Reproduce the listing below, starting at the line containing "If you could indicate the gray upper" and ending at its final line. Scale only the answer coordinates by multiplying each by 1.55 and rounding to a whole number, with halves going up, and leave all other text and numbers unchanged.

-.-.-

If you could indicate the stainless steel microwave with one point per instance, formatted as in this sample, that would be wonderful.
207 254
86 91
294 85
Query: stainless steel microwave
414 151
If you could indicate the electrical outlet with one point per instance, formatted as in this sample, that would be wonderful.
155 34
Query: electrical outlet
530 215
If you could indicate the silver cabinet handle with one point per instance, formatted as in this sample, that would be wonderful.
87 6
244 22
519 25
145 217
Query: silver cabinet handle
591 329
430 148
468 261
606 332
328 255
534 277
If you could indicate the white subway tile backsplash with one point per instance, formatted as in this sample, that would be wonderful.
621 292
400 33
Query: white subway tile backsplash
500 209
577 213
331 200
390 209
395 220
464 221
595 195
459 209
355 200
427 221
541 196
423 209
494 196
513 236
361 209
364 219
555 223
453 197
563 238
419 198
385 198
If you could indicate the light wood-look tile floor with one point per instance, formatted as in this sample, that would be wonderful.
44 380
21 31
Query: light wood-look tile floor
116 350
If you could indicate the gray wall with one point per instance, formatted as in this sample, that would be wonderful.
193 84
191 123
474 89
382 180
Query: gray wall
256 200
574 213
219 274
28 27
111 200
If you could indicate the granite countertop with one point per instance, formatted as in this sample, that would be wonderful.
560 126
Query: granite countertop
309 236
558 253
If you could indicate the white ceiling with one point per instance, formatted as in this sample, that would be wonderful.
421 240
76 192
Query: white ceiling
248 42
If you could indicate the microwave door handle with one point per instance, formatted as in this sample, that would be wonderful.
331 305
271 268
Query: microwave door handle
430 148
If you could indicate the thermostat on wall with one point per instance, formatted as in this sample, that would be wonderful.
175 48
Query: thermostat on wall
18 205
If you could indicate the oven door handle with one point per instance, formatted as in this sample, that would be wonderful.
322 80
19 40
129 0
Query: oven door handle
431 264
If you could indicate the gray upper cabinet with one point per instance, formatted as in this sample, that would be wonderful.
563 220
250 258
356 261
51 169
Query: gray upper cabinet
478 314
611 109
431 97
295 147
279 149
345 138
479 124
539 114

-.-.-

**THE COMPLETED TASK:**
If you could indicate the gray upper cabinet with one point per instance, formatted as in this sample, that would be wonderful.
563 220
250 258
356 261
51 169
Query: gray upper cabinet
741 487
947 169
668 150
457 228
432 231
535 214
742 192
835 177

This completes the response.